(Task to complete): Repeat exactly, and only, the lines from the line bearing "the malamute's thick" through the end of the material. Do not copy the pictures.

(Data):
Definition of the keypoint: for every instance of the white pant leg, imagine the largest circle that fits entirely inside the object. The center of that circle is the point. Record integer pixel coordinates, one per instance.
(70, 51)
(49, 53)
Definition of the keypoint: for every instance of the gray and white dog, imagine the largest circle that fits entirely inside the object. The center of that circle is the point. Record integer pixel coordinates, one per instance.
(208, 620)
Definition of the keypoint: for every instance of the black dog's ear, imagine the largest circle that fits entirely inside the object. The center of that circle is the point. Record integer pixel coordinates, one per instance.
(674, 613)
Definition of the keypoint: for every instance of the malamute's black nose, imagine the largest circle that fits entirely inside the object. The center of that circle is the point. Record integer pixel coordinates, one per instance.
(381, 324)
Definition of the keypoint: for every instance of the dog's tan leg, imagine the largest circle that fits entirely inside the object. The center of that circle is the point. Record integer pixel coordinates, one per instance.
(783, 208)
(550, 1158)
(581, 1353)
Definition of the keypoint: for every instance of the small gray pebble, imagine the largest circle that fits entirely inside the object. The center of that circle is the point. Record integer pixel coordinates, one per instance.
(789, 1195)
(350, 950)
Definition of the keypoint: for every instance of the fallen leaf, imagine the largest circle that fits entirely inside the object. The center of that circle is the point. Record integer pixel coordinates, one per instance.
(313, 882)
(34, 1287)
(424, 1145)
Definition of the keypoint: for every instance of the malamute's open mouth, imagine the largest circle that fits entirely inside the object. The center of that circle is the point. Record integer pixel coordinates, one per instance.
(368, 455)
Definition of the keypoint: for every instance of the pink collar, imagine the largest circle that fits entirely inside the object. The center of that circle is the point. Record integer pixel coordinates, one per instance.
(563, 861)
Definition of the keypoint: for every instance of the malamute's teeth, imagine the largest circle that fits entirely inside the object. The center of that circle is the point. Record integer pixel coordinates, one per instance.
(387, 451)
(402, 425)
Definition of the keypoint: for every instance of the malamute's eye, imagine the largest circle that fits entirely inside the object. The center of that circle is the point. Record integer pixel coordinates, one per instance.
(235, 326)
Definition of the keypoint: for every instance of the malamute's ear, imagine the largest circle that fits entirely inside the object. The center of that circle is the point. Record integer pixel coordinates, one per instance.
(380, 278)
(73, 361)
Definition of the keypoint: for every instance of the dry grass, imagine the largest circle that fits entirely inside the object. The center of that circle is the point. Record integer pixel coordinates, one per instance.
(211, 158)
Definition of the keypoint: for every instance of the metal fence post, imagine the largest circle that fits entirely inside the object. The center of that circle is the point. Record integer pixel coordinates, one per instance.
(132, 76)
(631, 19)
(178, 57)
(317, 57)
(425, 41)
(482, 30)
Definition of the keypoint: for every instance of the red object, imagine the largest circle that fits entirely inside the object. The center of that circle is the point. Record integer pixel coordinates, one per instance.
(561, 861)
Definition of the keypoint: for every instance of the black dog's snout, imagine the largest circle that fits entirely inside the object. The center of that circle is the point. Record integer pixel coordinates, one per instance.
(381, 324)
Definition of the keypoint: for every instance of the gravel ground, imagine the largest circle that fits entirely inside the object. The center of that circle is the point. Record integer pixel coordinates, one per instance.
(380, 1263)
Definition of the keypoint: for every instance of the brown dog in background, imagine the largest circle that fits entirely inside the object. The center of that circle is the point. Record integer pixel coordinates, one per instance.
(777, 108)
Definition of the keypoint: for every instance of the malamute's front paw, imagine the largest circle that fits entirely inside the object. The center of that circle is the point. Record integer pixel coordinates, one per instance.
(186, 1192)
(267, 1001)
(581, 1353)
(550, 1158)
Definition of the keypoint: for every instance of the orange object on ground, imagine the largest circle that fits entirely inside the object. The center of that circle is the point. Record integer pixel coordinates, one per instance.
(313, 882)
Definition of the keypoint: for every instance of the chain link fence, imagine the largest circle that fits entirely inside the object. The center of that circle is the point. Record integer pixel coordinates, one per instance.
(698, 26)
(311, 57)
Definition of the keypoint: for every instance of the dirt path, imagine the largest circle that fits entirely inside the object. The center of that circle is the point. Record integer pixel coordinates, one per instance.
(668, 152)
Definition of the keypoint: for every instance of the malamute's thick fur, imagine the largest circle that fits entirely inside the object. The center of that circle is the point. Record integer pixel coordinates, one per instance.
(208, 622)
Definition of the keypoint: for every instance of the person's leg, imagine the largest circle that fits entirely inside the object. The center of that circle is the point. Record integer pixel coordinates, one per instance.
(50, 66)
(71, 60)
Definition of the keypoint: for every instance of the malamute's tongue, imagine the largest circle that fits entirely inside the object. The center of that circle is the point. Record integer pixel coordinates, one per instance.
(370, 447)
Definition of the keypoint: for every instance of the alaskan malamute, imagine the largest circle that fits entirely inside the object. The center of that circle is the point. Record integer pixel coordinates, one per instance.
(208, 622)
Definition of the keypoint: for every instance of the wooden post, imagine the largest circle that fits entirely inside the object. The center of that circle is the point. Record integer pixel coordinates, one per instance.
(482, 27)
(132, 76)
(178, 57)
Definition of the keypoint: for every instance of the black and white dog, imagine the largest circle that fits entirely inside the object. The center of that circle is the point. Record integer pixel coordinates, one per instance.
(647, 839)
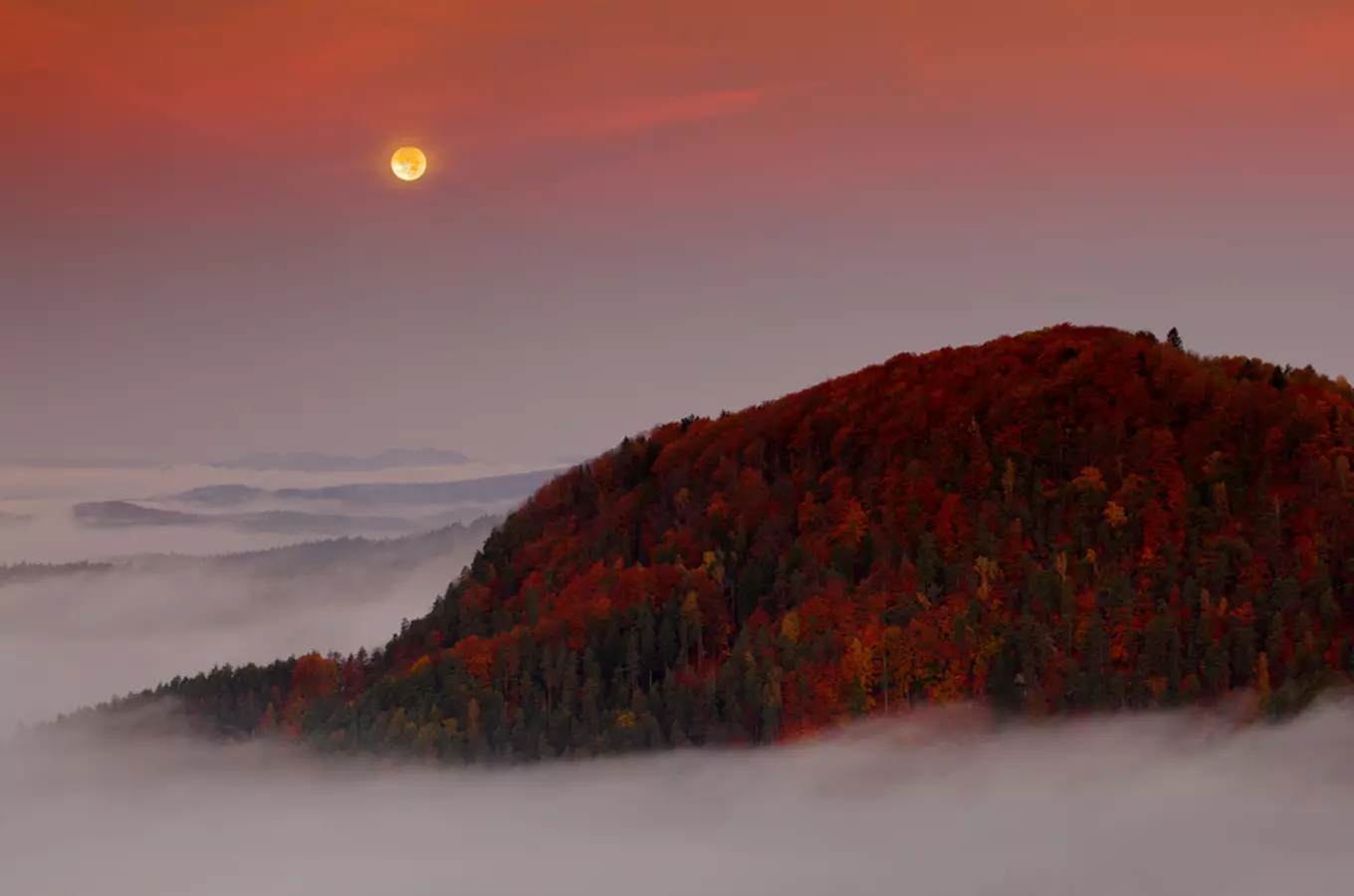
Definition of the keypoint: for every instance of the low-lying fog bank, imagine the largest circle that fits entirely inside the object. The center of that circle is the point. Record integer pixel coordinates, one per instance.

(Solution to the exercise):
Definition of the keypoint: for every instance of the malamute's thick fur, imagine the largest circle that fits entirely inside the object. The center of that circle is the point. Record integer pixel coordinates, one per instance.
(208, 622)
Definition of the keypoint: for every instance of the person's leg, imagine the largest circle that fits entirely inside the object. The center of that circle is the point. Record integer pixel coordinates, one per instance.
(50, 66)
(71, 60)
Definition of the keypoint: for every instance of the malamute's tongue, imagine the largest circle that fits entirely inside the object. The center of that circle is the point. Record integer pixel coordinates, one per instance.
(370, 447)
Definition of the keypoint: for every instance of the alaskan malamute, imagine the largest circle that fits entirely inside the object. The center of that circle is the point. Record integer pixel coordinates, one per instance.
(208, 622)
Definition of the keypoint: for every instance of the wooden post, imagine the largest circle that fits entirely inside the object. The center of that circle is the point. Record integer pixel coordinates, one per instance.
(482, 27)
(132, 76)
(178, 57)
Definition of the keypoint: for every instance of the black and white dog, imagine the largest circle that fits entirely inside the object. The center of that circle is the point. Record integer pixel coordinates, one per instance.
(647, 839)
Definition of the keypoint: for every instance of the low-lying fog bank, imagine the largest circle that fits entirely inside the object. The center of that circle is the point. Record integer pixel coordinates, one per instance.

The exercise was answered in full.